**SHORT EXERCISE**
Copy the rows word for word, beginning with the first line and stopping after the line that contains "xmin=50 ymin=73 xmax=695 ymax=240".

——————

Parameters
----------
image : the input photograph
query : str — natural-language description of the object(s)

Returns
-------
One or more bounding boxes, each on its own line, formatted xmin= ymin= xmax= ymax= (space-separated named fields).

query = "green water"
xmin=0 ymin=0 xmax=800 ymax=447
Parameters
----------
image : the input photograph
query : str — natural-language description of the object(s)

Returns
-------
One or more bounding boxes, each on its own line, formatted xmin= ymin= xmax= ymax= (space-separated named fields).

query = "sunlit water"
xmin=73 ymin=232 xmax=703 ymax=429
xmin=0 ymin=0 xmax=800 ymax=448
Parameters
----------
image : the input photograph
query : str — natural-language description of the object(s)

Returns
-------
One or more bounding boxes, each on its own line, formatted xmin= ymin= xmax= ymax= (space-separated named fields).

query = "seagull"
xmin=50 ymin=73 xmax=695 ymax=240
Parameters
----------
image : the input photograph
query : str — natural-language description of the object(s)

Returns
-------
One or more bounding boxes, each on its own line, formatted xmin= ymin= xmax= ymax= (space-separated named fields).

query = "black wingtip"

——————

**RESULT FOR THIS EXERCISE**
Parameters
----------
image : the input photograph
query : str — natural-language description of the object(s)

Returns
-------
One or more bounding boxes, each on its own line, formatted xmin= ymin= xmax= ymax= (space-separated named fields).

query = "green water"
xmin=0 ymin=0 xmax=800 ymax=447
Parameters
----------
image : the input photograph
query : str — natural-language description of the object(s)

Returns
-------
One or more bounding boxes, each on its own line, formatted xmin= ymin= xmax= ymax= (space-separated named fields).

query = "sunlit water"
xmin=73 ymin=232 xmax=703 ymax=429
xmin=0 ymin=0 xmax=800 ymax=448
Parameters
----------
image : the input photograph
query : str — natural-language description of the object(s)

Returns
-------
One or more bounding boxes, each on its own line, formatted xmin= ymin= xmax= ymax= (space-separated named fields).

query = "seagull"
xmin=50 ymin=73 xmax=695 ymax=240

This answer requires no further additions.